[EXERCISE INPUTS]
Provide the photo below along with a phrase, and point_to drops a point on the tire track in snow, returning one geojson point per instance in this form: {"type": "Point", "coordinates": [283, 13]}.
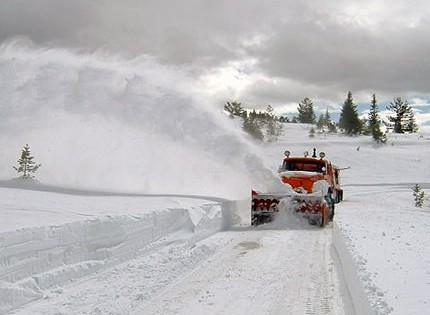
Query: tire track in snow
{"type": "Point", "coordinates": [259, 272]}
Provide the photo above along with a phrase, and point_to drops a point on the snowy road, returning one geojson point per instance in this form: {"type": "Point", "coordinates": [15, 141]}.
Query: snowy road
{"type": "Point", "coordinates": [259, 272]}
{"type": "Point", "coordinates": [245, 271]}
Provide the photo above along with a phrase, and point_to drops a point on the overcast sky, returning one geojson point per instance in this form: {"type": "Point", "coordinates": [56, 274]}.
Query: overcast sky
{"type": "Point", "coordinates": [256, 52]}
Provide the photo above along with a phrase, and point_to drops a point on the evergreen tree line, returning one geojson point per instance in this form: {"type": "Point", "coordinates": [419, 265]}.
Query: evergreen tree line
{"type": "Point", "coordinates": [260, 125]}
{"type": "Point", "coordinates": [402, 119]}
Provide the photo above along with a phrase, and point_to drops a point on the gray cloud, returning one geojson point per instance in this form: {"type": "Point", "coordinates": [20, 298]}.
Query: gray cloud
{"type": "Point", "coordinates": [300, 48]}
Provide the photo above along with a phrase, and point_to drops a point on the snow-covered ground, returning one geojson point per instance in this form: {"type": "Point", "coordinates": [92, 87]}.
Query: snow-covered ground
{"type": "Point", "coordinates": [142, 203]}
{"type": "Point", "coordinates": [76, 253]}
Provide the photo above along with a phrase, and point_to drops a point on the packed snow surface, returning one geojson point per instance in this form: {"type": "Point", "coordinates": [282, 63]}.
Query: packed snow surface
{"type": "Point", "coordinates": [141, 205]}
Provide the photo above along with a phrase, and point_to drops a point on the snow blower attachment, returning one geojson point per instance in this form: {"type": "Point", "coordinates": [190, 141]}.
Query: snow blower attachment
{"type": "Point", "coordinates": [312, 188]}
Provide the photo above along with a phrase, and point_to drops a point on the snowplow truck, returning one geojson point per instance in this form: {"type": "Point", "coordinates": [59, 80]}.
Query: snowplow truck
{"type": "Point", "coordinates": [312, 188]}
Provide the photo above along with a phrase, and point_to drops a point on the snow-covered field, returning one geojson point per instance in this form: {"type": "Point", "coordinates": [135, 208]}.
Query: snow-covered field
{"type": "Point", "coordinates": [142, 203]}
{"type": "Point", "coordinates": [76, 253]}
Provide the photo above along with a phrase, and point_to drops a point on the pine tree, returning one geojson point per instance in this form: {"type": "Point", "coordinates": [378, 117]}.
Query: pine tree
{"type": "Point", "coordinates": [234, 109]}
{"type": "Point", "coordinates": [320, 122]}
{"type": "Point", "coordinates": [26, 165]}
{"type": "Point", "coordinates": [306, 112]}
{"type": "Point", "coordinates": [419, 196]}
{"type": "Point", "coordinates": [252, 125]}
{"type": "Point", "coordinates": [273, 126]}
{"type": "Point", "coordinates": [375, 122]}
{"type": "Point", "coordinates": [403, 120]}
{"type": "Point", "coordinates": [349, 120]}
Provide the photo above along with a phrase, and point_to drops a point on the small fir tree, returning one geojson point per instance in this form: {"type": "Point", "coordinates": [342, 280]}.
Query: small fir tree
{"type": "Point", "coordinates": [234, 109]}
{"type": "Point", "coordinates": [349, 120]}
{"type": "Point", "coordinates": [273, 126]}
{"type": "Point", "coordinates": [375, 122]}
{"type": "Point", "coordinates": [419, 196]}
{"type": "Point", "coordinates": [306, 112]}
{"type": "Point", "coordinates": [403, 119]}
{"type": "Point", "coordinates": [26, 165]}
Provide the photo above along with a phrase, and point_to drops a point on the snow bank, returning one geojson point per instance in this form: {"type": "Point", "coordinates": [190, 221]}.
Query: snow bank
{"type": "Point", "coordinates": [383, 248]}
{"type": "Point", "coordinates": [34, 259]}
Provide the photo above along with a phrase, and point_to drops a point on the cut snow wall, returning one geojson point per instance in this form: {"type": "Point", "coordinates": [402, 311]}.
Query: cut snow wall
{"type": "Point", "coordinates": [350, 271]}
{"type": "Point", "coordinates": [35, 259]}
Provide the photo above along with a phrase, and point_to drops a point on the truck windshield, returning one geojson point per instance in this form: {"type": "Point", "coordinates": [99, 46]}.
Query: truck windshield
{"type": "Point", "coordinates": [306, 166]}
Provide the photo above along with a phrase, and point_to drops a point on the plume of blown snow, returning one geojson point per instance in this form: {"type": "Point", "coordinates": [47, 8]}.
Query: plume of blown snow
{"type": "Point", "coordinates": [102, 122]}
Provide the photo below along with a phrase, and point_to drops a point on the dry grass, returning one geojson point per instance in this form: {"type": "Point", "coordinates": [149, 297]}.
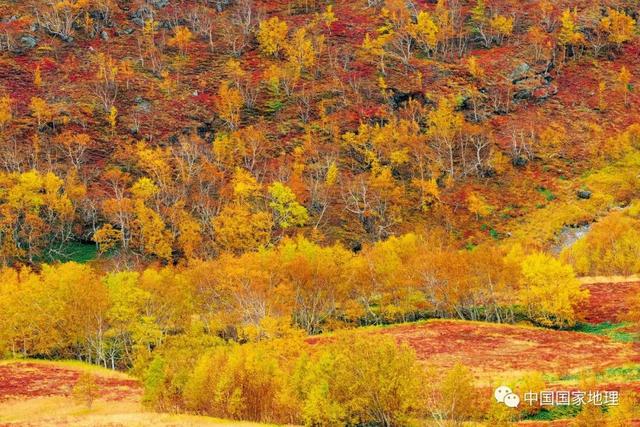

[TASK TO COMPLETE]
Update every line of the records above by replacing "geojson" with "GeoJSON" and changing nothing else. Leave the pictures out.

[ANSWER TO THE PROBLEM]
Provide the photo below along with a phrase, and point_to drops a point on the tire track in snow, returning one GeoJSON point per instance in this form: {"type": "Point", "coordinates": [283, 13]}.
Query: tire track in snow
{"type": "Point", "coordinates": [259, 272]}
Provide the photo above along with a phrase, and point_to drops a point on the snowy road, returning one GeoJSON point per instance in this form: {"type": "Point", "coordinates": [15, 141]}.
Query: snowy road
{"type": "Point", "coordinates": [259, 272]}
{"type": "Point", "coordinates": [245, 271]}
Provide the photo above along with a phrase, and point_to drops a point on the overcast sky, returning one GeoJSON point per instance in this form: {"type": "Point", "coordinates": [56, 274]}.
Query: overcast sky
{"type": "Point", "coordinates": [256, 52]}
Provide the photo above along with a phrase, and point_to drops a point on the evergreen tree line, returning one GeoJSON point per instance in this form: {"type": "Point", "coordinates": [419, 265]}.
Query: evergreen tree line
{"type": "Point", "coordinates": [260, 125]}
{"type": "Point", "coordinates": [402, 119]}
Provide the photo above along with a phrase, and point_to drops a point on the gray cloud, returning one GeoJSON point per instance in this form: {"type": "Point", "coordinates": [20, 298]}.
Query: gray cloud
{"type": "Point", "coordinates": [300, 48]}
Provide the photo above along with a phrase, and point_to drops a point on the snow-covered ground, returning one GeoJSON point per instance in this form: {"type": "Point", "coordinates": [92, 87]}.
Query: snow-covered ground
{"type": "Point", "coordinates": [142, 203]}
{"type": "Point", "coordinates": [76, 253]}
Provide the photo above along with a phrase, and point_to drops a point on the packed snow surface, returning one GeoJSON point per instance in this form: {"type": "Point", "coordinates": [282, 63]}.
Query: packed snow surface
{"type": "Point", "coordinates": [141, 205]}
Provide the photo above along with a phrase, and point_to drops a point on the snow blower attachment, returning one GeoJSON point per instance in this form: {"type": "Point", "coordinates": [190, 141]}.
Query: snow blower attachment
{"type": "Point", "coordinates": [312, 188]}
Provide the photo above along with a phrase, and point_to drops a point on the snowplow truck, returning one GeoJSON point per instance in this form: {"type": "Point", "coordinates": [59, 80]}.
Query: snowplow truck
{"type": "Point", "coordinates": [312, 188]}
Provide the photo above along with a phrase, and point_to drops a point on the snow-covered field, returning one GeoJSON point per instance in this form: {"type": "Point", "coordinates": [135, 208]}.
Query: snow-covered field
{"type": "Point", "coordinates": [142, 203]}
{"type": "Point", "coordinates": [76, 253]}
Provide the photo above along with a phrase, and point_to drops a point on the pine tree, returning one GeoJSON point per instance in this form: {"type": "Point", "coordinates": [378, 117]}.
Query: pine tree
{"type": "Point", "coordinates": [234, 109]}
{"type": "Point", "coordinates": [320, 122]}
{"type": "Point", "coordinates": [26, 165]}
{"type": "Point", "coordinates": [306, 112]}
{"type": "Point", "coordinates": [419, 196]}
{"type": "Point", "coordinates": [252, 125]}
{"type": "Point", "coordinates": [273, 126]}
{"type": "Point", "coordinates": [375, 122]}
{"type": "Point", "coordinates": [403, 120]}
{"type": "Point", "coordinates": [349, 120]}
Provide the photo above along with a phrase, and point_to drops a point on the small fir tree, returning one GeoJSON point per instance in this form: {"type": "Point", "coordinates": [342, 280]}.
Query: small fir tree
{"type": "Point", "coordinates": [234, 109]}
{"type": "Point", "coordinates": [349, 120]}
{"type": "Point", "coordinates": [273, 126]}
{"type": "Point", "coordinates": [375, 122]}
{"type": "Point", "coordinates": [419, 196]}
{"type": "Point", "coordinates": [306, 112]}
{"type": "Point", "coordinates": [403, 119]}
{"type": "Point", "coordinates": [26, 165]}
Provide the photo above along with a phrase, and point_to drops a point on the snow bank, returning one GeoJSON point per instance in this form: {"type": "Point", "coordinates": [190, 221]}.
Query: snow bank
{"type": "Point", "coordinates": [383, 248]}
{"type": "Point", "coordinates": [34, 259]}
Provide the photo above along with a phrase, and point_to drops a point on the cut snow wall, returning one GeoJSON point per instance in this form: {"type": "Point", "coordinates": [402, 311]}.
Query: cut snow wall
{"type": "Point", "coordinates": [350, 271]}
{"type": "Point", "coordinates": [35, 259]}
Provide the photo above along with a phrase, and point_to drops a point on the truck windshield, returning one GeoJSON point per instance in this form: {"type": "Point", "coordinates": [99, 46]}.
Query: truck windshield
{"type": "Point", "coordinates": [306, 166]}
Provide the photo above along with a phrase, and point_to drops a point on the plume of blown snow, returning one GeoJSON point per instance in this form: {"type": "Point", "coordinates": [47, 8]}.
Query: plume of blown snow
{"type": "Point", "coordinates": [102, 122]}
Provide the photo below along with a phrase, and point_to drops a point on the dry grass, returning one GeoJSON point per instance in this form: {"type": "Point", "coordinates": [149, 297]}.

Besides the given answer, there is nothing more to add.